> _Problem description_
Transcribe every entry word for word. Skip the pictures.

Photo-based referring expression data

————————

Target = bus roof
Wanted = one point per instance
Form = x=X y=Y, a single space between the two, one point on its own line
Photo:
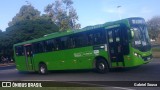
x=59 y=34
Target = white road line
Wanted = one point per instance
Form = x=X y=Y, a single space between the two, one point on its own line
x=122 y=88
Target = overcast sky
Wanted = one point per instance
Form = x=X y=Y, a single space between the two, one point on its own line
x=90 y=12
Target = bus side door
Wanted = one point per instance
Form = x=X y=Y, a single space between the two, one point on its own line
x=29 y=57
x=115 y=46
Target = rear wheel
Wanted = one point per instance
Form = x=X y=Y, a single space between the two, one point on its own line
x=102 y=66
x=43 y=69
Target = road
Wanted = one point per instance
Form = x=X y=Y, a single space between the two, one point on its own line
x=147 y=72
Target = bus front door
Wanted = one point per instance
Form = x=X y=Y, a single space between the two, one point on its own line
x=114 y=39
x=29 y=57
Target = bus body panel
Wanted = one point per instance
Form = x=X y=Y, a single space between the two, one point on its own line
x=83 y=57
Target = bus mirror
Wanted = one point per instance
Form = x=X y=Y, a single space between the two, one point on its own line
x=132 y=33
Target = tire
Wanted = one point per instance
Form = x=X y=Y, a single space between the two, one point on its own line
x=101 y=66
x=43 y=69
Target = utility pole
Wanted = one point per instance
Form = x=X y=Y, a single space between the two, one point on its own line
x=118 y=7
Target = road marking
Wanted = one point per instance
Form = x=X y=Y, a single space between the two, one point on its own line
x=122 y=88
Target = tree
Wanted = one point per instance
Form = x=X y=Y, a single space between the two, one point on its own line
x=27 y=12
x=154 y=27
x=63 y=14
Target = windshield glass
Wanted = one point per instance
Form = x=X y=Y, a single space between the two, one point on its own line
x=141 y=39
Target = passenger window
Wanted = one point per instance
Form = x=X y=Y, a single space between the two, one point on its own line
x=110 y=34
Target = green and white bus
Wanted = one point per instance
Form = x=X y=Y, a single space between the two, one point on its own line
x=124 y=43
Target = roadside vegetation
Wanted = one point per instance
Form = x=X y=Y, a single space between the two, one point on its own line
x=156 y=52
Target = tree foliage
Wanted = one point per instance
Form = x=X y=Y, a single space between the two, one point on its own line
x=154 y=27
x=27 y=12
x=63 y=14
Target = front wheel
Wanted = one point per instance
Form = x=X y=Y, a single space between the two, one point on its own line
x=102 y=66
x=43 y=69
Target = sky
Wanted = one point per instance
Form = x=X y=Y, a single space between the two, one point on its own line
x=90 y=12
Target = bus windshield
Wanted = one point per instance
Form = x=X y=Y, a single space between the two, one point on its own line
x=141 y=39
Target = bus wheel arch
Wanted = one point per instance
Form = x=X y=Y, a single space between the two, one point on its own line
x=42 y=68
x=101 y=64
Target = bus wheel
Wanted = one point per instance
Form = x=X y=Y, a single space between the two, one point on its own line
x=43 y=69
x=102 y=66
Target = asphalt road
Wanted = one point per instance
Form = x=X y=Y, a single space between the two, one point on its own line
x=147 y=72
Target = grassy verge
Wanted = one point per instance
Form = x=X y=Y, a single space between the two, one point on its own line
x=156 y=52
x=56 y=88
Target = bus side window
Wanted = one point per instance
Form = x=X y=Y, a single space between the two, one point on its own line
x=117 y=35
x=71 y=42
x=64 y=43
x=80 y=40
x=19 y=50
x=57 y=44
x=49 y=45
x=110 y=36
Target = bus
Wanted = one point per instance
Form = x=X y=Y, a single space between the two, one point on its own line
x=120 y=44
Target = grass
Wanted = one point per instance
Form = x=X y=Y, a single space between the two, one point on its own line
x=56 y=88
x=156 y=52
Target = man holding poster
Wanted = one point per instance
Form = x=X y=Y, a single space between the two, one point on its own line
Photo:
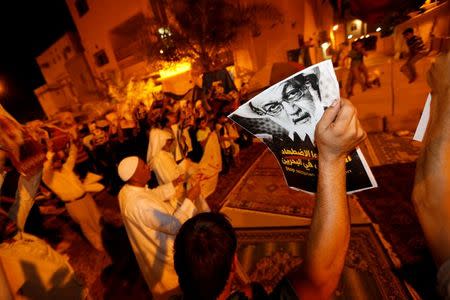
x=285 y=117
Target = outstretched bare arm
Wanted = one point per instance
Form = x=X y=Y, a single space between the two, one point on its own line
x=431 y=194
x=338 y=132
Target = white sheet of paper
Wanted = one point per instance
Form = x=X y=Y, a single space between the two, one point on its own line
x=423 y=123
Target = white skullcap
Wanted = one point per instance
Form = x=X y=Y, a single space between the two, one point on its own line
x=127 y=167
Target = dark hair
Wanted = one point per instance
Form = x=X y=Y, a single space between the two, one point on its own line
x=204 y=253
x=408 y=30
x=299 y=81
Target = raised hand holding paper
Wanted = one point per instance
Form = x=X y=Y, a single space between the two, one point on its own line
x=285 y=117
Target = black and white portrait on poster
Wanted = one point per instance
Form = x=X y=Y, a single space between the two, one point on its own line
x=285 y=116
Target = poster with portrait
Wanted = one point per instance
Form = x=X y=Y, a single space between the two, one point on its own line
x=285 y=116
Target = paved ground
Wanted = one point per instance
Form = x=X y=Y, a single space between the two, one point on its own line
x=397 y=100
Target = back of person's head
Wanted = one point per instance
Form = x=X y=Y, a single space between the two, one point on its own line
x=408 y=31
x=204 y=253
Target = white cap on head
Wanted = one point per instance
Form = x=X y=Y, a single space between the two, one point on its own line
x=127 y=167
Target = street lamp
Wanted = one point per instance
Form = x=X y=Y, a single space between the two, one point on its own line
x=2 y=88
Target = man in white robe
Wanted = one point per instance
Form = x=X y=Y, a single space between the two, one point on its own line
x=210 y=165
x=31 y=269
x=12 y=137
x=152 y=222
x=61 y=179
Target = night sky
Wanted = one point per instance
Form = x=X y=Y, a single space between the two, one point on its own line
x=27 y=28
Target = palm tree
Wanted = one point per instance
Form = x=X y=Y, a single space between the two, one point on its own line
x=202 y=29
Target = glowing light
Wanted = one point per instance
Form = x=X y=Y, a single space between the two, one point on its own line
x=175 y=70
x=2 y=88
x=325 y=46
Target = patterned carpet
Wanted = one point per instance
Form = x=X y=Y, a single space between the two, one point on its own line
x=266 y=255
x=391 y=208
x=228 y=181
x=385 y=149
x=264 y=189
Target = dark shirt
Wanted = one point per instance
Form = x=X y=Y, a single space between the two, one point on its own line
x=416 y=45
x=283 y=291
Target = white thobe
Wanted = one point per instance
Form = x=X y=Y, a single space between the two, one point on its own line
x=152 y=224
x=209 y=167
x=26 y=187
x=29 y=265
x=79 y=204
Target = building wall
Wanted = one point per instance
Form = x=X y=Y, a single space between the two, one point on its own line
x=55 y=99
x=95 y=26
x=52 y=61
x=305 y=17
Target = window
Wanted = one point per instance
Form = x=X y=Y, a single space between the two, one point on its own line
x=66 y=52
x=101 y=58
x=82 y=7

————————

> _Task response_
Target = bus roof
Wanted = one point per instance
Form = x=X y=Y, a single space between the two, one point on its own line
Photo:
x=59 y=34
Target = white road line
Wanted = one point per instance
Form = x=X y=Y, a single space between the two, one point on its own line
x=122 y=88
Target = overcast sky
Wanted = one point per instance
Form = x=X y=Y, a single space between the two, one point on its own line
x=90 y=12
Target = bus side door
Wanted = one point per instance
Form = x=X y=Y, a single space between the two, one point on its own line
x=29 y=57
x=115 y=46
Target = rear wheel
Wanted = one point per instance
Form = x=X y=Y, a single space between the two, one point on its own line
x=102 y=66
x=43 y=69
Target = road
Wanted = one point per instance
Form = x=X y=Y, a single space between the two, one point on its own line
x=147 y=72
Target = bus front door
Wanted = one point per instance
Form = x=X y=Y, a single space between the two, one point on its own line
x=114 y=39
x=29 y=57
Target = bus body panel
Wanted = one point per instance
Form = x=X y=Y, a single space between the two, one point on its own line
x=83 y=57
Target = bus mirror
Wanted = one point per instance
Form = x=X y=Y, a single space between the two, one point on its own line
x=132 y=33
Target = tire
Wanted = one point per instance
Form = x=X y=Y, a single space between the two, one point on its own line
x=101 y=66
x=43 y=69
Target = utility pole
Wanted = one point per instance
Form = x=X y=Y, a single space between the two, one point on its own line
x=118 y=7
Target = road marking
Wanted = one point per instance
Form = x=X y=Y, a single space between the two, one point on its own line
x=122 y=88
Target = tree
Wanted = one point per instance
Form = x=X y=Y, a single space between the two, one point on its own line
x=27 y=12
x=154 y=27
x=63 y=14
Target = windshield glass
Wanted = one point per instance
Form = x=X y=Y, a single space between the two, one point on its own line
x=141 y=39
Target = passenger window
Wanted = one point per instance
Form = x=X y=Y, a single space between the two, one point on its own line
x=110 y=34
Target = green and white bus
Wanted = one point per instance
Form = x=X y=Y, a single space between the two, one point on its own line
x=124 y=43
Target = roadside vegetation
Wanted = one point per instance
Form = x=X y=Y, a single space between the two, one point on its own line
x=156 y=52
Target = tree foliage
Wanted = one point per instance
Form = x=X y=Y, a single space between the two, one point on its own line
x=154 y=27
x=27 y=12
x=63 y=14
Target = front wheel
Wanted = one point per instance
Form = x=X y=Y, a single space between the two, one point on its own line
x=102 y=66
x=43 y=69
Target = sky
Wanted = one point per instance
Form = x=X y=Y, a single space between the two, one point on its own line
x=90 y=12
Target = bus windshield
Wanted = one point per instance
Form = x=X y=Y, a single space between the two, one point on its own line
x=141 y=39
Target = bus wheel arch
Wanted = one point per instance
Form = x=X y=Y, a single space between the two, one point on its own line
x=42 y=68
x=101 y=64
Target = bus wheel
Wanted = one point per instance
Form = x=X y=Y, a single space between the two, one point on its own line
x=43 y=69
x=102 y=66
Target = asphalt road
Wanted = one point per instance
Form = x=X y=Y, a single space between the two, one point on its own line
x=147 y=72
Target = grassy verge
Wanted = one point per instance
Form = x=X y=Y, a single space between the two, one point on its own line
x=156 y=52
x=56 y=88
Target = bus side window
Wanted = one point per instance
Form = x=X y=Y, a single space between the two, one point on its own line
x=117 y=35
x=71 y=42
x=64 y=43
x=80 y=40
x=19 y=50
x=57 y=44
x=49 y=45
x=110 y=36
Target = bus
Wanted = one point per instance
Form = x=X y=Y, a single space between the two, one point on its own line
x=120 y=44
Target = grass
Wanted = one point per instance
Form = x=X y=Y, a single space between the two, one point on its own line
x=56 y=88
x=156 y=52
Target = man holding poster
Wanted = one point per instance
Form = x=X y=Y, a single space between the two, one point on its own line
Photo:
x=285 y=117
Target = outstretched bare arm
Wanted = one point per instance
Form = x=X y=Y, a single space between the two, one point on its own line
x=431 y=194
x=338 y=132
Target = white sheet of paper
Wanted = one point per instance
Form = x=X y=Y, a single space between the two, one point on its own line
x=423 y=123
Target = white skullcap
Wanted = one point per instance
Form = x=X y=Y, a single space between the two, one point on its own line
x=127 y=167
Target = dark hair
Wanted = one point per instance
Form = x=X y=Y, a single space between the two, one point on its own line
x=204 y=253
x=408 y=30
x=299 y=81
Target = raised hand holding paper
Wanted = one point per instance
Form = x=X y=Y, a single space between the two, one point on its own line
x=285 y=117
Target = black and white portrait on poster
Wanted = one point per instance
Form = x=X y=Y, a single space between the two, one point on its own line
x=285 y=116
Target = poster with portrait
Wanted = one point per instance
Form = x=X y=Y, a single space between the two, one point on its own line
x=285 y=116
Target = paved ground
Wanted = one point per instance
Form = x=X y=Y, a single space between the two, one point on its own line
x=397 y=100
Target = back of person's head
Wanted = one point per instance
Form = x=X y=Y, a single space between the two, one point on its own line
x=408 y=31
x=204 y=253
Target = white cap on head
Wanted = one point per instance
Form = x=X y=Y, a single space between the two, one point on its own line
x=127 y=167
Target = street lamp
Wanted = one point per instance
Form = x=X y=Y, a single space between the two, one point on its own line
x=2 y=88
Target = man in white robe
Wanted = one point per instance
Form = x=X y=Y, a single space between the two, one point on its own line
x=210 y=165
x=31 y=269
x=12 y=137
x=152 y=222
x=61 y=179
Target = night sky
Wanted = one point per instance
Form = x=X y=Y, a single space between the two, one point on its own line
x=27 y=28
Target = palm tree
Wanted = one point per instance
Form = x=X y=Y, a single space between the two, one point on its own line
x=202 y=29
Target = glowing light
Wanted = one point per instance
Form = x=X y=Y, a single space between the two, one point on its own line
x=175 y=70
x=2 y=88
x=325 y=46
Target = patterned carpet
Wanted = one point per instance
Form = x=X y=Y, a single space between the two, one point on its own line
x=266 y=255
x=391 y=208
x=228 y=181
x=385 y=149
x=264 y=189
Target = dark shirt
Wanted = one point per instance
Form = x=X y=Y, a single space between the two, one point on its own line
x=416 y=45
x=283 y=291
Target = white thobe
Wanted = one point per instance
Form = x=X y=Y, a single space between the two, one point on its own line
x=152 y=224
x=209 y=167
x=26 y=187
x=29 y=265
x=79 y=204
Target = building wall
Wanted = one point per instance
Form = x=X y=Y, a single space between the two, one point on its own line
x=55 y=99
x=95 y=26
x=52 y=61
x=305 y=17
Target = window
Wanted = one point per instance
Form = x=X y=Y, a single space between the two, one point on its own line
x=66 y=52
x=101 y=58
x=82 y=7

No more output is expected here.